• HIDUP YANG MEMPRIORITASKAN ALLAH
  • Mazmur 63
  • Lemah Putro
  • 2023-10-08
  • Pdp. Arnold Sutandharu
  • https://gkga-sby.org/mobile/index.php/ibadah-umum/1446-hidup-yang-memprioritaskan-allah-2
  • Video Ibadah: KLIK DISINI

Shalom,

Mazmur 63 adalah “Mazmur Daud, ketika ia ada di padang gurun Yehuda” (Mzm 63:1). Padang gurun ini terletak di sebelah Timur Yerusalem dan terbentang sangat luas hingga Sungai Yordan. Padang gurun ini sunyi sepi, gersang, tandus, kering tidak ada air mengalir, tidak ramah lingkungan dan sampai sekarang tidak berpenghuni. Tempat ini sering dipakai oleh orang-orang yang bermasalah, misal: mereka pelarian karena dikejar utang, melakukan tindakan kriminal dll.

Alkitab mencatat bahwa padang gurun umumnya menjadi tempat penghukuman, seperti yang dialami bangsa Israel berputar-putar tanpa arah dan tujuan jelas selama 40 tahun dalam penghukuman karena ketidakpercayaan dan ketidaktaatan mereka kepada Allah yang berkuasa. Daud juga pernah lari terbuang ke padang gurun sebagai akibat dosa zina dan pembunuhan. Di Padang Gurun itu Simei dari keluarga Saul mengutuki dia sambil melempari batu (2 Sam. 16:5-7). 

Padang Gurun juga tempat pelarian seperti Daud melarikan diri ke padang gurun ketika dikejar-kejar oleh Raja Saul. Padang Gurun juga tempat pencobaan seperti yang dialami Daud saat ia punya peluang membunuh Saul yang menjadi masalah terbesar dalam hidupnya. 

Apakah kita sekarang juga berada “di padang gurun”? Mungkin karena akibat dosa/kejahatan kita sendiri? Atau kita sedang lari dari masalah berat yang merongrong, membuat kita tidak nyaman dan tidak dapat menikmati hidup dengan baik? Misal: mahasiswa yang sedang membuat makalah dirongrong oleh dosen yang mencari-cari kesalahan; pekerja yang dikejar target, omzet, laporan, lembur sehingga tidak dapat beribadah? Atau kita sedang dalam padang gurun pencobaan di mana kita tengah dicoba oleh berbagai nafsu daging yang menyiksa batin/jiwa? Hati kita ingin berbuat benar tetapi harus bergumul mengendalikan nafsu-nafsu itu. 

Daud adalah orang yang berhasil mengakhiri perjalanan padang gurunnya dengan keberhasilan sementara banyak orang lain gagal dan tewas di padang gurun. Kita tahu dari Mazmur 63 ini, Daud adalah orang yang sangat memprioritaskan Allah. Jika kita juga ingin berhasil di dalam padang gurun kita, kita pun harus menjadi kehidupan yang memprioritaskan Allah.
———
SOAL DIKERJAKAN »
Lanjutkan khotbah tentang Mazmur 63 mulai dari sesudah kalimat terakhirnya. Data di bawah ini adalah bahan tersendiri yang terpisah dari khotbah tentang Mazmur 63.
———
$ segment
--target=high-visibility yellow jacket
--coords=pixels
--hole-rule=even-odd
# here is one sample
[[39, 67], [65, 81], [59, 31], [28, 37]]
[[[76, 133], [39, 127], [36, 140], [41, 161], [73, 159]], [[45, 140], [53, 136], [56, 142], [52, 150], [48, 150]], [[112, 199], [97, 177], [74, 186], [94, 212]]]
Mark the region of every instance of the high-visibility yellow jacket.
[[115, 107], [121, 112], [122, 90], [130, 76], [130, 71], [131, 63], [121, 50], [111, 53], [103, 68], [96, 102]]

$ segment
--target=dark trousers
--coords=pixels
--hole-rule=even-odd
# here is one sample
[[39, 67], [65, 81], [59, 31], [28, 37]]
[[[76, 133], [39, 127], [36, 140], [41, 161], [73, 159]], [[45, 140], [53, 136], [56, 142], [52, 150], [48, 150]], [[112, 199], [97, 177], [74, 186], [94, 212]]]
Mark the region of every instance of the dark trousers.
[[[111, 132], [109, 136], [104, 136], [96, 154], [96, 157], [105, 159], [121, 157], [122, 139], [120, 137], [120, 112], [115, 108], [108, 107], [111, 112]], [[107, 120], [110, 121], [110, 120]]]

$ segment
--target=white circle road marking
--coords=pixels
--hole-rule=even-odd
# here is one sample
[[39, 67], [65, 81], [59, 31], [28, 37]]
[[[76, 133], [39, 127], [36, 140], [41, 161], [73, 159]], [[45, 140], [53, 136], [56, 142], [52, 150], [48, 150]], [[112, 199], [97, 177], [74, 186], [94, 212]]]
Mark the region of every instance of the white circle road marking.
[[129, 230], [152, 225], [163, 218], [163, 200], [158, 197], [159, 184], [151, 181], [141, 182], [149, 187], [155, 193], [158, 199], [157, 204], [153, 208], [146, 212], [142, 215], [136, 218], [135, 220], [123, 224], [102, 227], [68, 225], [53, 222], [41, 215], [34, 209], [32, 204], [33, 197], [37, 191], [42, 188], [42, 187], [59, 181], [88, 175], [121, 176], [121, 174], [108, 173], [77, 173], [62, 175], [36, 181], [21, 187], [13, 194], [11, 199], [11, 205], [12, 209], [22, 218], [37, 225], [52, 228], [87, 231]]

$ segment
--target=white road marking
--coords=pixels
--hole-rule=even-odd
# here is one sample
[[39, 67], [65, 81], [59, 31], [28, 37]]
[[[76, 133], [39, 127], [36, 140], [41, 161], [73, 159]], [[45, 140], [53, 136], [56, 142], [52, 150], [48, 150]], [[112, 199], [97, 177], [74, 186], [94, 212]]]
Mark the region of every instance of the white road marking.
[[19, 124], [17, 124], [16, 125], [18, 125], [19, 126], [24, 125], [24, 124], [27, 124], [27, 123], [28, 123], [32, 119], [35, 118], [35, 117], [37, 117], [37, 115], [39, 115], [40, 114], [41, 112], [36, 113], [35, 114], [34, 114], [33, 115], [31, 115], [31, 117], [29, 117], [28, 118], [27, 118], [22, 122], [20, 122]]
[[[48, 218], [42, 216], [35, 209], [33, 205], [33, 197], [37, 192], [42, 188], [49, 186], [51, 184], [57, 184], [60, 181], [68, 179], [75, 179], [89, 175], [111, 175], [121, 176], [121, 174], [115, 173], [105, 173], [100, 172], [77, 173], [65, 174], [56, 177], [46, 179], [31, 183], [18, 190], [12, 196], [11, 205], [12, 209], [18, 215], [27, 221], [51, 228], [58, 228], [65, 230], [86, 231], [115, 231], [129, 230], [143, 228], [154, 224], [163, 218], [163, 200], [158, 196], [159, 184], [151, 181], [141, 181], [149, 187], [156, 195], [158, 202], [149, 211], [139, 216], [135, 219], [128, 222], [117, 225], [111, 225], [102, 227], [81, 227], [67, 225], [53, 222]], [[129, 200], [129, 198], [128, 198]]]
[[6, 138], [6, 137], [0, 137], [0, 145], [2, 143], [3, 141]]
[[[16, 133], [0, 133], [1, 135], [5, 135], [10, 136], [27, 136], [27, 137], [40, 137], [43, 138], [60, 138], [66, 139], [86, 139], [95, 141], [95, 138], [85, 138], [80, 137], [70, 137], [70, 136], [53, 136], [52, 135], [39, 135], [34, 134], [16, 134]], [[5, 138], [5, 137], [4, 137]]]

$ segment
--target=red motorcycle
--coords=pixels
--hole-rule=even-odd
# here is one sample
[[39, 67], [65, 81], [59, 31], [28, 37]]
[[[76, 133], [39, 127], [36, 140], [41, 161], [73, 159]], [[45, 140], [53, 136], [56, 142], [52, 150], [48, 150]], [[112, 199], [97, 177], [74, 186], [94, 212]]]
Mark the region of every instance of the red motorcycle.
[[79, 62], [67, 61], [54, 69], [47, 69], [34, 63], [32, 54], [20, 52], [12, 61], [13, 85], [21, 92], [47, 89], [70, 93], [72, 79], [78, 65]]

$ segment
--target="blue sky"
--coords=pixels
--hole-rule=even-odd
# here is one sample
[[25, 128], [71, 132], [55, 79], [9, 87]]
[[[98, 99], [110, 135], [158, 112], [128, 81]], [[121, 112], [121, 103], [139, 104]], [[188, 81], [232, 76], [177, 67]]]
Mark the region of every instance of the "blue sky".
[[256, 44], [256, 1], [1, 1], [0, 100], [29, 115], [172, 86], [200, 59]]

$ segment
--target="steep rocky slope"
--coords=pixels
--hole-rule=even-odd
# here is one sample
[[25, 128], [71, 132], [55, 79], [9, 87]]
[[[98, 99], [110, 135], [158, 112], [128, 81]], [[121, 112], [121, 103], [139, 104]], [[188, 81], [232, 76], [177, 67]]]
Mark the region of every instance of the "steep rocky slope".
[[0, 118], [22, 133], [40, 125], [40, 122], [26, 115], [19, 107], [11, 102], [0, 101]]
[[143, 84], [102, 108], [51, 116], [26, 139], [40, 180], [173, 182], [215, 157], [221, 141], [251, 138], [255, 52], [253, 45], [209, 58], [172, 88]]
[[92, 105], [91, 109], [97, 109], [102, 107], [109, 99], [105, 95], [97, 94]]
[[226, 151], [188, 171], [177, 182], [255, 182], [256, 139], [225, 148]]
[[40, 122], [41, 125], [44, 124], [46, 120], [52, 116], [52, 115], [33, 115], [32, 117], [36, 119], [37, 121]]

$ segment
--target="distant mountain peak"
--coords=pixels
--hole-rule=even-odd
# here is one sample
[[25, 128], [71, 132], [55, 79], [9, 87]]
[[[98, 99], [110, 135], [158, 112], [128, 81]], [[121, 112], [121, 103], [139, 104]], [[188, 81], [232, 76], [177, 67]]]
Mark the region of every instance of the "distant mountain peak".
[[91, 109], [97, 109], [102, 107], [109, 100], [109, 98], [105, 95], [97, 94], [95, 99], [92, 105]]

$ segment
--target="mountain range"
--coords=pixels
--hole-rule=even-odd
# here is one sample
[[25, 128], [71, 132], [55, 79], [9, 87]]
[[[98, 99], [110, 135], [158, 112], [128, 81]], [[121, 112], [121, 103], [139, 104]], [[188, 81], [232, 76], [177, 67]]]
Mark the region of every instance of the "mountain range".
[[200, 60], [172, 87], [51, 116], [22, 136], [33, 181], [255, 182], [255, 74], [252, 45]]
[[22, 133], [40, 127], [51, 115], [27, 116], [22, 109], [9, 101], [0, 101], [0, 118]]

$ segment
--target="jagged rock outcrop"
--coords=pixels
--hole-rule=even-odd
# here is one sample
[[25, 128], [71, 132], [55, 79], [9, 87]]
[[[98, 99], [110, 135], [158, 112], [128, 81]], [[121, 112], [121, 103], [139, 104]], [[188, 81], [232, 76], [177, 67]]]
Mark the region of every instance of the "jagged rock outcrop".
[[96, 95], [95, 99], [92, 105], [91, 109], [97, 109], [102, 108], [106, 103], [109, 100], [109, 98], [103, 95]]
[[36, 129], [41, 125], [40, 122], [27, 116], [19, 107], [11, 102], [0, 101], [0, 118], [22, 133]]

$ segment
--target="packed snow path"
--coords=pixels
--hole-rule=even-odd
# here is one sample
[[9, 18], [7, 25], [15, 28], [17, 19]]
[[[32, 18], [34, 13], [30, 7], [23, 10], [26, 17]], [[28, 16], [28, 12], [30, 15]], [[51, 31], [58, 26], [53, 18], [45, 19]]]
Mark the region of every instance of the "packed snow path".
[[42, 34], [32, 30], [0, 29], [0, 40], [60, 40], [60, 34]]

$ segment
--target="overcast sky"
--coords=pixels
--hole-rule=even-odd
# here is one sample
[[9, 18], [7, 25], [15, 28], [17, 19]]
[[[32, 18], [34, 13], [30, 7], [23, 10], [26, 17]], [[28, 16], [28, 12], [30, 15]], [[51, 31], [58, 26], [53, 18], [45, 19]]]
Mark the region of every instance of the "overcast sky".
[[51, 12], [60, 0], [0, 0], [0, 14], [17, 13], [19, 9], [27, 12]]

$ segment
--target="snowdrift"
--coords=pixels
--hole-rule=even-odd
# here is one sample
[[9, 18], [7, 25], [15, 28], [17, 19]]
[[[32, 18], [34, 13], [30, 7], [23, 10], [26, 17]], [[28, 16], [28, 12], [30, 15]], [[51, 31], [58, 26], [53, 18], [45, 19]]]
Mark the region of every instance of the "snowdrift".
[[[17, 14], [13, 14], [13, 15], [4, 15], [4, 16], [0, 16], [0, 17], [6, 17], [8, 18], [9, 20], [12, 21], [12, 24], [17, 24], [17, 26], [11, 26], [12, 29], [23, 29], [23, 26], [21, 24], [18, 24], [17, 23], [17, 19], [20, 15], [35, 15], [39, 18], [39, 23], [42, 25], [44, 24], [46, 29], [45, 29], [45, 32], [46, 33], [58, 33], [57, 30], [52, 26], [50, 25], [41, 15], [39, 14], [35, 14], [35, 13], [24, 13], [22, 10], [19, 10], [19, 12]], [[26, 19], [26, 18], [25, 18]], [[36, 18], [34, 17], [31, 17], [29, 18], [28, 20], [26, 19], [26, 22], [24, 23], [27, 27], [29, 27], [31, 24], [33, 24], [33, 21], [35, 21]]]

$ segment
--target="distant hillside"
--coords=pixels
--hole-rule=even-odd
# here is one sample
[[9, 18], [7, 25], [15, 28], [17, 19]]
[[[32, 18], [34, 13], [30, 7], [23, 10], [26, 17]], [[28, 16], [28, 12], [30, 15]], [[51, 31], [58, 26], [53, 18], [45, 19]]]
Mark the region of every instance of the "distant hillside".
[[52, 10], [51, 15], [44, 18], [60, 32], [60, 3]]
———
HASIL PENGERJAAN »
Bagaimana ciri orang yang memprioritaskan Allah di tengah pengalaman padang gurun?

Dari Daud kita belajar tiga hal ini:

  • Daud merindukan Allah (ay. 2-3)

“ Ya Allah, Engkaulah Allahku, aku mencari Engkau (early will I seek You = pagi-pagi aku mencari Engkau; terjemahan lain: earnestly will I seek You = dengan sungguh aku mencari Engkau), jiwaku haus kepada- Mu, tubuhku rindu kepada-Mu seperti tanah yang kering dan tandus tiada berair. Demikianlah aku memandang kepada-Mu di tempat kudus sambil melihat kekuatan-Mu dan kemuliaan-Mu.” 

Orang yang memprioritaskan Allah pasti merindukan-Nya. Buktinya? Pagi-pagi (early), sungguh-sungguh (earnestly) Daud mencari Allah; pagi hari menunjukkan urutan pertama/utama dalam kehidupan seseorang. Jelas Daud mengutamakan Allah dan mencari-Nya dengan sungguh-sungguh seperti mencari air di tanah yang gersang dan kering. 

Ini senada dengan bani Korah yang menyanyikan: seperti rusa merindukan sungai yang berair, demikianlah jiwa mereka yang merindukan Allah dan merindu waktu kapan mereka boleh datang melihat-Nya (Mzm. 42:1- 3). Jelas, orang yang haus kepada Allah rindu dapat bertemu dengan-Nya. 

Prioritas Daud adalah mencari Allah untuk berelasi/berhubungan dengan-Nya. Ilustrasi: sebotol air di meja bukan hanya untuk dilihat tetapi dipegang dan diminum airnya. Dengan demikian air itu masuk dan menyatu dengan tubuh kita.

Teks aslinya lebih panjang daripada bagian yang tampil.